= Task brief =
Show every line of the data below that contains the word "castle", copying each one in full.

= Data for this task =
[BEGIN]

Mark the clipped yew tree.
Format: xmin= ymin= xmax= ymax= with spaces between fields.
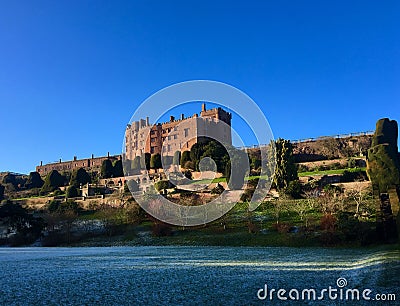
xmin=150 ymin=153 xmax=162 ymax=169
xmin=274 ymin=138 xmax=298 ymax=189
xmin=40 ymin=170 xmax=65 ymax=194
xmin=181 ymin=151 xmax=192 ymax=168
xmin=367 ymin=118 xmax=400 ymax=242
xmin=367 ymin=118 xmax=400 ymax=193
xmin=113 ymin=159 xmax=124 ymax=177
xmin=132 ymin=156 xmax=140 ymax=174
xmin=172 ymin=151 xmax=181 ymax=166
xmin=100 ymin=159 xmax=114 ymax=178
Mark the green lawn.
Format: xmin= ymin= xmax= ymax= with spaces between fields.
xmin=298 ymin=167 xmax=366 ymax=176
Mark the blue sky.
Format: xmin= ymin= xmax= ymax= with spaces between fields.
xmin=0 ymin=1 xmax=400 ymax=173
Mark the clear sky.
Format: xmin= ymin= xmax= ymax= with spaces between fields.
xmin=0 ymin=0 xmax=400 ymax=173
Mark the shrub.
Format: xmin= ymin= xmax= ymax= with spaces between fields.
xmin=127 ymin=180 xmax=139 ymax=192
xmin=297 ymin=164 xmax=309 ymax=172
xmin=184 ymin=160 xmax=195 ymax=170
xmin=183 ymin=169 xmax=193 ymax=180
xmin=25 ymin=171 xmax=44 ymax=189
xmin=285 ymin=180 xmax=302 ymax=199
xmin=211 ymin=183 xmax=225 ymax=194
xmin=181 ymin=151 xmax=192 ymax=168
xmin=112 ymin=159 xmax=124 ymax=177
xmin=40 ymin=170 xmax=64 ymax=194
xmin=154 ymin=180 xmax=174 ymax=191
xmin=65 ymin=185 xmax=79 ymax=198
xmin=340 ymin=170 xmax=367 ymax=183
xmin=150 ymin=153 xmax=162 ymax=169
xmin=172 ymin=151 xmax=181 ymax=166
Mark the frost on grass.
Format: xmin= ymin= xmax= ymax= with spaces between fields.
xmin=0 ymin=247 xmax=400 ymax=305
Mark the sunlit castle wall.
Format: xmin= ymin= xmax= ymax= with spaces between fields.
xmin=125 ymin=104 xmax=232 ymax=160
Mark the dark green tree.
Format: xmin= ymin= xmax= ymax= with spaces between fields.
xmin=367 ymin=118 xmax=400 ymax=242
xmin=224 ymin=148 xmax=250 ymax=189
xmin=274 ymin=138 xmax=298 ymax=189
xmin=127 ymin=180 xmax=139 ymax=192
xmin=100 ymin=159 xmax=114 ymax=178
xmin=172 ymin=151 xmax=181 ymax=166
xmin=25 ymin=171 xmax=44 ymax=188
xmin=150 ymin=153 xmax=162 ymax=169
xmin=140 ymin=153 xmax=151 ymax=170
xmin=190 ymin=141 xmax=208 ymax=169
xmin=200 ymin=140 xmax=229 ymax=173
xmin=181 ymin=151 xmax=192 ymax=168
xmin=367 ymin=118 xmax=400 ymax=193
xmin=132 ymin=156 xmax=140 ymax=174
xmin=69 ymin=168 xmax=91 ymax=188
xmin=113 ymin=159 xmax=124 ymax=177
xmin=0 ymin=200 xmax=44 ymax=244
xmin=40 ymin=170 xmax=65 ymax=194
xmin=0 ymin=184 xmax=4 ymax=201
xmin=122 ymin=159 xmax=133 ymax=175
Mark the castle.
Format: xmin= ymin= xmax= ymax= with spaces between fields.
xmin=125 ymin=103 xmax=232 ymax=160
xmin=36 ymin=153 xmax=121 ymax=176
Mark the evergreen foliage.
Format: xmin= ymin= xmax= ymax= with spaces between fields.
xmin=100 ymin=159 xmax=114 ymax=178
xmin=274 ymin=138 xmax=298 ymax=189
xmin=367 ymin=118 xmax=400 ymax=193
xmin=172 ymin=151 xmax=181 ymax=166
xmin=150 ymin=153 xmax=162 ymax=169
xmin=181 ymin=150 xmax=194 ymax=168
xmin=113 ymin=159 xmax=124 ymax=177
xmin=40 ymin=170 xmax=65 ymax=194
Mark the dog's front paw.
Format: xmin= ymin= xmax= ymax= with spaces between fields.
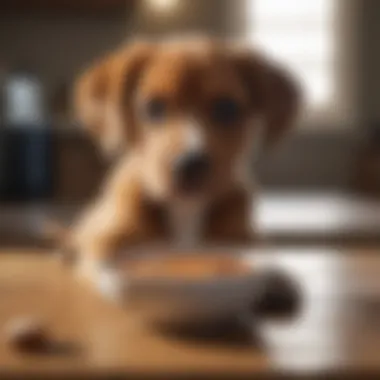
xmin=97 ymin=267 xmax=125 ymax=302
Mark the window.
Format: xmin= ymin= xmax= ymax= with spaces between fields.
xmin=248 ymin=0 xmax=339 ymax=119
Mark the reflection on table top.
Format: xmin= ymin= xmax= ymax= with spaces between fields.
xmin=0 ymin=248 xmax=380 ymax=375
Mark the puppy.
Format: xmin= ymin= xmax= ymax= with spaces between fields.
xmin=67 ymin=39 xmax=300 ymax=284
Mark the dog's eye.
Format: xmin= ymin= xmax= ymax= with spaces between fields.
xmin=144 ymin=98 xmax=167 ymax=123
xmin=211 ymin=98 xmax=241 ymax=126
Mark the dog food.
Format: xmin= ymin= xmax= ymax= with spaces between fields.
xmin=5 ymin=318 xmax=49 ymax=353
xmin=129 ymin=254 xmax=251 ymax=278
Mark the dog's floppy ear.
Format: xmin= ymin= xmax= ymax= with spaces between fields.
xmin=74 ymin=43 xmax=151 ymax=157
xmin=234 ymin=50 xmax=301 ymax=147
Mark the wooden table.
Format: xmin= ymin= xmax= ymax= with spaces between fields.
xmin=0 ymin=247 xmax=380 ymax=378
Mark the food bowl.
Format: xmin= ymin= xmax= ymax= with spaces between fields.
xmin=99 ymin=253 xmax=263 ymax=324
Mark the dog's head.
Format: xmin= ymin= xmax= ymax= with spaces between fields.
xmin=76 ymin=41 xmax=299 ymax=202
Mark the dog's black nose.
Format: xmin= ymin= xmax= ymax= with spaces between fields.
xmin=174 ymin=152 xmax=210 ymax=190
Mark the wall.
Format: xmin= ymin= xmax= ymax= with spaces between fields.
xmin=0 ymin=0 xmax=380 ymax=193
xmin=0 ymin=14 xmax=128 ymax=102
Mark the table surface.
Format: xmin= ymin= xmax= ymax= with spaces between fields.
xmin=0 ymin=247 xmax=380 ymax=376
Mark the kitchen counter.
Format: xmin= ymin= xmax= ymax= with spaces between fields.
xmin=0 ymin=193 xmax=380 ymax=245
xmin=0 ymin=249 xmax=380 ymax=379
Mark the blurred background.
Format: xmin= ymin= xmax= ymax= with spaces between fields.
xmin=0 ymin=0 xmax=380 ymax=243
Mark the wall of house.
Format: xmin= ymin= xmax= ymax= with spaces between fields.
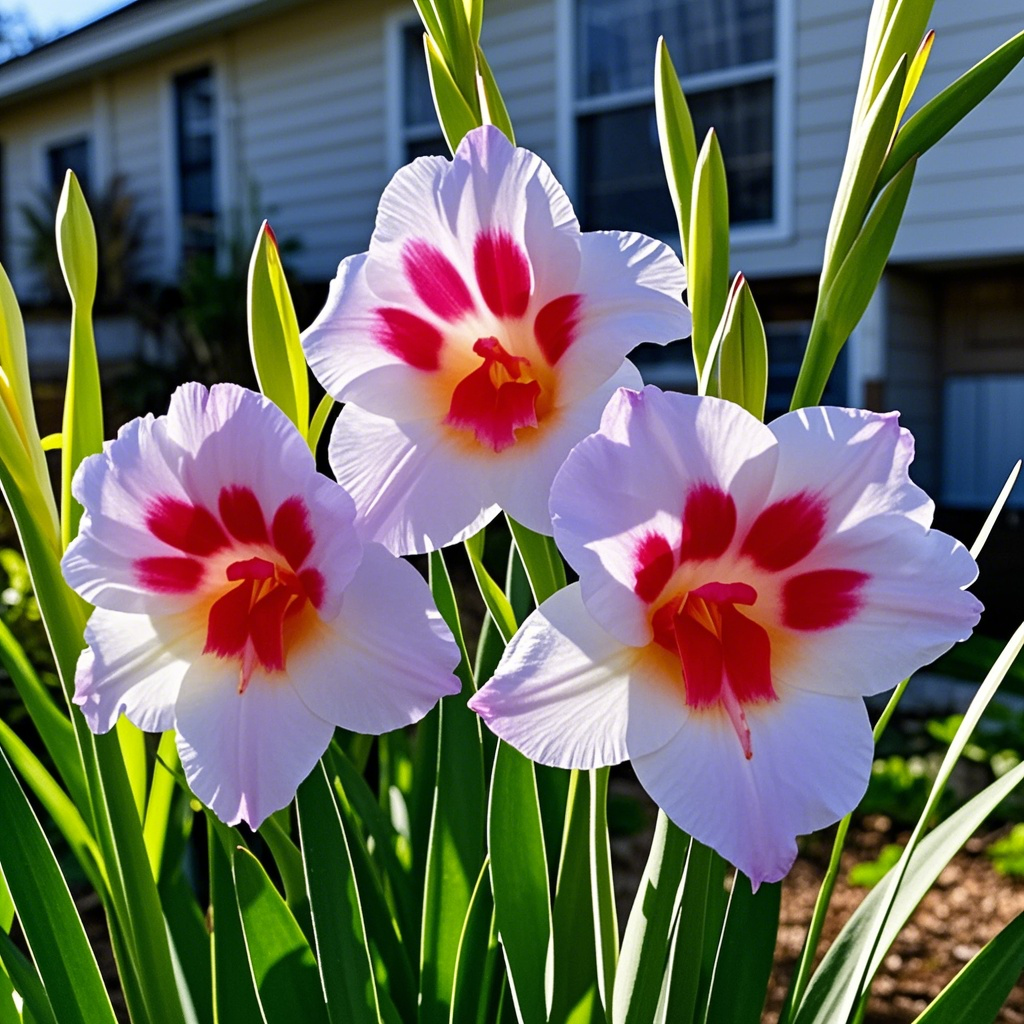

[END]

= Finished task =
Mark the sunlit castle wall.
Mark the castle.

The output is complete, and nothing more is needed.